**WHAT YOU NEED TO DO**
Set down the entries below exactly, leaving out all images.

Stored entries
----------

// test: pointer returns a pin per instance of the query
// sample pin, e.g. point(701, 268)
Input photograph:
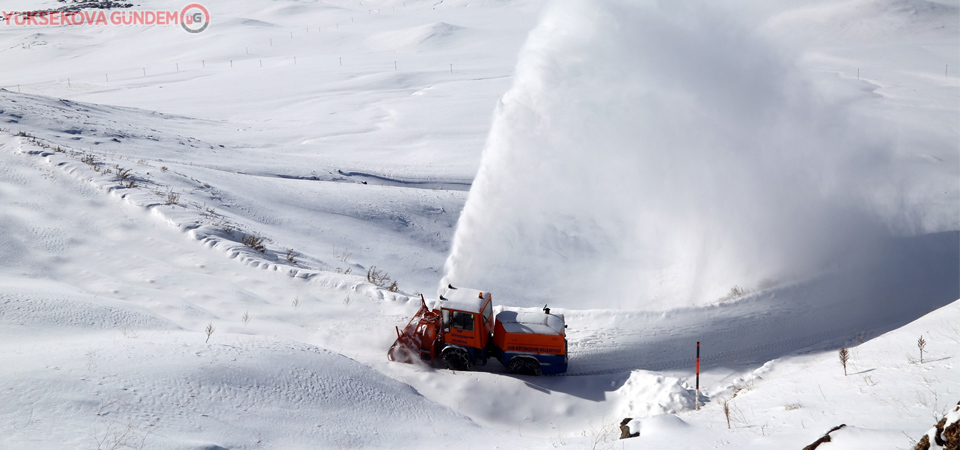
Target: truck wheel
point(523, 365)
point(456, 359)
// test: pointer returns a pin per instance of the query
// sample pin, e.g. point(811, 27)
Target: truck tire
point(456, 359)
point(524, 365)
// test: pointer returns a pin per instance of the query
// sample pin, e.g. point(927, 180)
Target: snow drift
point(666, 147)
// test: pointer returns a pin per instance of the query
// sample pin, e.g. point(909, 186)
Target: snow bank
point(664, 147)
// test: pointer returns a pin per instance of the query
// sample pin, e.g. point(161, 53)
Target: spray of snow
point(654, 154)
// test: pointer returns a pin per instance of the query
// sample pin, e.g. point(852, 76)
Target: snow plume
point(653, 155)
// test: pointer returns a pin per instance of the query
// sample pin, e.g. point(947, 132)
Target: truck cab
point(467, 326)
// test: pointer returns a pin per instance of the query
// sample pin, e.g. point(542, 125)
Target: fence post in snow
point(698, 376)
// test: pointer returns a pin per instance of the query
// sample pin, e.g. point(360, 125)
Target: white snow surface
point(348, 136)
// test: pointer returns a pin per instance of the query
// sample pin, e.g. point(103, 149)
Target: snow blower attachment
point(463, 333)
point(419, 338)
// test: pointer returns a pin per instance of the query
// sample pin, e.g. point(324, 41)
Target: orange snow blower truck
point(463, 332)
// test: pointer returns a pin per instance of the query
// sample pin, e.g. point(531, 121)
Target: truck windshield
point(461, 320)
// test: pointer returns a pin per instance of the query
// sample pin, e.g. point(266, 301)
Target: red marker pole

----------

**TASK RESULT**
// test: pointer returns a pin per instance of the query
// sample pin, e.g. point(701, 268)
Input photograph:
Target: truck wheel
point(523, 365)
point(456, 359)
// test: pointer returns a pin per instance of the query
// sample pin, e.g. point(811, 27)
Target: truck tire
point(456, 359)
point(524, 365)
// test: pointer returns a pin per instance of the query
// sample pin, e.g. point(927, 180)
Target: snow drift
point(666, 147)
// test: pointer returns a pin per instance of the query
// sample pin, e.g. point(909, 186)
Target: snow bank
point(664, 147)
// test: pointer returns a pin per instance of the query
// sample pin, e.g. point(161, 53)
Target: spray of snow
point(654, 154)
// test: pointer returns a pin per instance of the query
// sample pin, e.g. point(852, 76)
Target: snow plume
point(653, 155)
// test: pointer returns a pin per instance of the query
// sample pin, e.g. point(947, 132)
Target: truck cab
point(467, 326)
// test: pointer returns a pin per instance of the query
// sample pin, e.g. point(542, 125)
Target: fence post in snow
point(698, 376)
// test: pointer returns a pin per instance of the query
// sample pin, e.g. point(360, 125)
Target: white snow surface
point(348, 136)
// test: pointer returns a pin per instance of the query
// sample pin, e.g. point(103, 149)
Target: snow blower attachment
point(463, 333)
point(419, 338)
// test: pointer returns a pin per instance of the query
// sample pin, e.g. point(324, 41)
Target: orange snow blower truck
point(463, 332)
// test: pointer returns a pin per instance of the query
// sample pin, e.g. point(531, 121)
Target: truck windshield
point(461, 320)
// test: pointer returns a pin per instance of the query
// sample pin, e.g. point(266, 301)
Target: red marker pole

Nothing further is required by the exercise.